Daniel Grodos, de quelque part
« C’est vrai qu'ils sont plaisants, tous ces petits villages, tous ces bourgs, ces hameaux, ces lieux-dits, ces cités. » Il arrive parfois que, grâce au talent d'un écrivain, l'un de ces coins charmants échappe à l'évidence des cartes postales pour se transformer en espace littéraire aux significations inépuisables. Malmédy, par exemple, où Daniel Grodos situe le début de son premier roman, Lithographie de L'Eifel et de l'Arh avec dédicace au Kronprinz. Nous avons dit dans un de nos précédents numéros (Le Carnet et les Instants n° 82, mars 1994) tout le bien que nous pensions de cette œuvre, publiée au Cri en janvier dernier. Nous ne sommes pas seuls à en avoir vanté les mérites. Dans Le Soir (26 janvier 94), Pierre Maury parle d'un livre « ambitieux », « séduisant » et même « enthousiasmant ». Ghislain Cotton, dans Le Vif-L'Express (4 mars 94) le présente comme « un superbe premier roman (...) dont la veine originale et la généreuse amplitude attestent un talent qui n'a sans doute pas fini de nous étonner ». Et Daniel Simon voit dans cet ouvrage « une magnifique quête d'identité » (Le Généraliste, 10 février 94), tandis que D. Meurant, dans L'Effeuillé, invite ses lecteurs à découvrir « un prodigieux roman d'aventure ».
Né à Houffalize en 1950, Daniel Grodos est médecin et vit à Malmédy, où il a exercé pendant un temps des responsabilités politiques. Une spécialisation en pathologie tropicale l'a conduit à travailler comme consultant en projets de santé pour le tiers-monde. C'est à ce titre qu'il a voyagé en Amérique du Sud (il a séjourné deux fois en Colombie) et en Afrique.

[Données fournies]
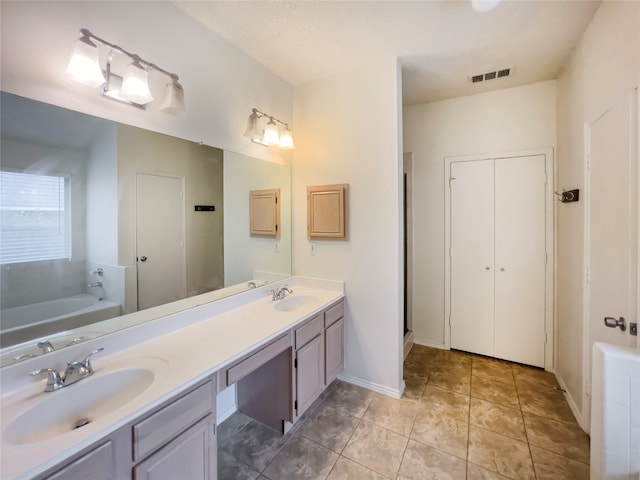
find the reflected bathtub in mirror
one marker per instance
(92, 172)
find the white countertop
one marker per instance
(202, 341)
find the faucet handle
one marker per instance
(54, 381)
(87, 360)
(45, 346)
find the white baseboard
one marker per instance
(426, 343)
(222, 416)
(408, 343)
(390, 392)
(572, 405)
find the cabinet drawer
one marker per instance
(98, 465)
(308, 331)
(165, 424)
(262, 356)
(333, 314)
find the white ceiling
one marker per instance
(440, 43)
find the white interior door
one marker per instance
(520, 259)
(472, 256)
(159, 240)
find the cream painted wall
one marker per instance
(347, 131)
(505, 120)
(221, 83)
(604, 66)
(102, 197)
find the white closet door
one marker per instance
(472, 257)
(520, 259)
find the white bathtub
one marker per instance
(21, 324)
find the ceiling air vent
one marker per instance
(482, 77)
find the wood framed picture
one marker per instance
(327, 212)
(264, 214)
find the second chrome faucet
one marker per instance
(75, 372)
(280, 293)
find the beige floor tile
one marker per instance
(230, 468)
(492, 369)
(414, 387)
(422, 462)
(474, 472)
(562, 438)
(500, 454)
(255, 445)
(446, 403)
(544, 401)
(495, 392)
(349, 398)
(525, 373)
(498, 419)
(459, 383)
(440, 431)
(376, 448)
(329, 427)
(392, 414)
(550, 466)
(453, 357)
(346, 469)
(301, 459)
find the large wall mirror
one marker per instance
(105, 225)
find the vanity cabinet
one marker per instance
(319, 355)
(191, 455)
(96, 465)
(309, 363)
(333, 342)
(175, 440)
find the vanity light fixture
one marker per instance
(268, 134)
(133, 88)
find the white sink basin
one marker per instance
(294, 302)
(60, 412)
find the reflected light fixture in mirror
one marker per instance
(135, 85)
(84, 67)
(269, 134)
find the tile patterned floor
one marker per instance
(462, 417)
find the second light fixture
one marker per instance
(263, 129)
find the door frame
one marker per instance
(632, 99)
(549, 349)
(407, 162)
(183, 228)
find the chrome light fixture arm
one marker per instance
(134, 56)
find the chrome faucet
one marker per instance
(280, 293)
(75, 372)
(45, 346)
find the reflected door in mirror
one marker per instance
(160, 240)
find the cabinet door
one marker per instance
(520, 259)
(472, 250)
(96, 465)
(191, 455)
(333, 351)
(309, 374)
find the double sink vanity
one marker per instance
(149, 409)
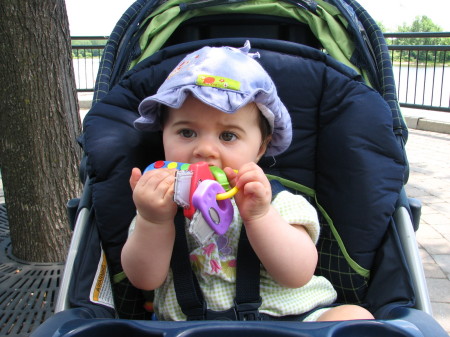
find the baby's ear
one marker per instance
(263, 148)
(134, 178)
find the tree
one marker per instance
(39, 119)
(423, 24)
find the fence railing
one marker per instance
(87, 52)
(421, 66)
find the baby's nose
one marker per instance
(206, 148)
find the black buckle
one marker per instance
(248, 311)
(240, 312)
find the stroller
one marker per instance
(333, 72)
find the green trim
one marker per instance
(328, 25)
(119, 277)
(311, 193)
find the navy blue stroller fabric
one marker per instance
(343, 147)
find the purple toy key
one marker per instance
(218, 214)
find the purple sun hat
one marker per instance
(224, 78)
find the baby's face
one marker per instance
(198, 132)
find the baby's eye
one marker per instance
(228, 136)
(187, 133)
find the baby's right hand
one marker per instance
(153, 195)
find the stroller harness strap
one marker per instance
(189, 295)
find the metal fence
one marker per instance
(421, 65)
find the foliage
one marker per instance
(87, 48)
(421, 24)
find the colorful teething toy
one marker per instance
(209, 192)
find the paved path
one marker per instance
(429, 181)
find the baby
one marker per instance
(221, 107)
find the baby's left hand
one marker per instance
(255, 193)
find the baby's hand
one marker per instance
(255, 193)
(153, 195)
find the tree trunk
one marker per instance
(39, 125)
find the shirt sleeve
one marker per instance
(296, 210)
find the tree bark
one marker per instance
(39, 125)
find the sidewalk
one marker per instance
(429, 181)
(428, 150)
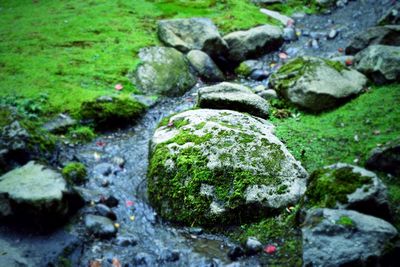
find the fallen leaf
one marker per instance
(116, 263)
(270, 249)
(95, 263)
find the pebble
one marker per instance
(314, 44)
(259, 75)
(235, 253)
(253, 246)
(332, 34)
(289, 34)
(105, 211)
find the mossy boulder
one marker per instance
(111, 112)
(381, 63)
(36, 192)
(215, 167)
(253, 43)
(317, 84)
(346, 238)
(234, 97)
(163, 71)
(349, 187)
(190, 34)
(74, 173)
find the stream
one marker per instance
(117, 165)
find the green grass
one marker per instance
(75, 50)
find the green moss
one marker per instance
(75, 173)
(327, 187)
(243, 69)
(182, 202)
(114, 112)
(346, 222)
(82, 134)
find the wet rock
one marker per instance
(192, 34)
(316, 84)
(125, 241)
(36, 191)
(196, 231)
(163, 71)
(381, 63)
(268, 94)
(232, 96)
(247, 67)
(344, 238)
(110, 201)
(392, 16)
(169, 256)
(285, 20)
(222, 147)
(144, 259)
(385, 159)
(60, 124)
(253, 246)
(12, 256)
(348, 187)
(205, 66)
(253, 43)
(332, 34)
(111, 112)
(104, 169)
(100, 226)
(259, 75)
(105, 211)
(289, 34)
(386, 35)
(235, 253)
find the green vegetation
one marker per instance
(112, 111)
(81, 134)
(74, 173)
(326, 187)
(346, 222)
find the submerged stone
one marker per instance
(349, 187)
(345, 238)
(234, 97)
(163, 71)
(216, 167)
(317, 84)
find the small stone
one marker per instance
(253, 246)
(259, 75)
(235, 253)
(196, 231)
(105, 211)
(332, 34)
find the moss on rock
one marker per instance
(329, 186)
(112, 111)
(74, 173)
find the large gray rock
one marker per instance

[Consignes]
[1] Résumez plus brièvement le paragraphe de l'article sur Daniel Grodos qui commence par « Né à Houffalize en 1950 », en gardant ses faits principaux.
[2] Recopiez fidèlement le passage de l'article sur Daniel Grodos qui commence par « Né à Houffalize » et se poursuit jusqu'à « et en Afrique. ».
[3] Selon l'article sur Daniel Grodos, dans quel journal et à quelle date Pierre Maury a-t-il parlé du roman ?
Répondez en vous fondant uniquement sur l'article.

[Corrigé des exercices]
[1] Né à Houffalize en 1950, Daniel Grodos est médecin et vit à Malmédy, où il a un temps exercé des responsabilités politiques. Spécialisé en pathologie tropicale, il a été consultant en projets de santé pour le tiers-monde. Ce travail l'a mené en Amérique du Sud, avec deux séjours en Colombie, et en Afrique.

[2]
Né à Houffalize en 1950, Daniel Grodos est médecin et vit à Malmédy, où il a exercé pendant un temps des responsabilités politiques. Une spécialisation en pathologie tropicale l'a conduit à travailler comme consultant en projets de santé pour le tiers-monde. C'est à ce titre qu'il a voyagé en Amérique du Sud (il a séjourné deux fois en Colombie) et en Afrique.

[3] Dans Le Soir, le 26 janvier 94.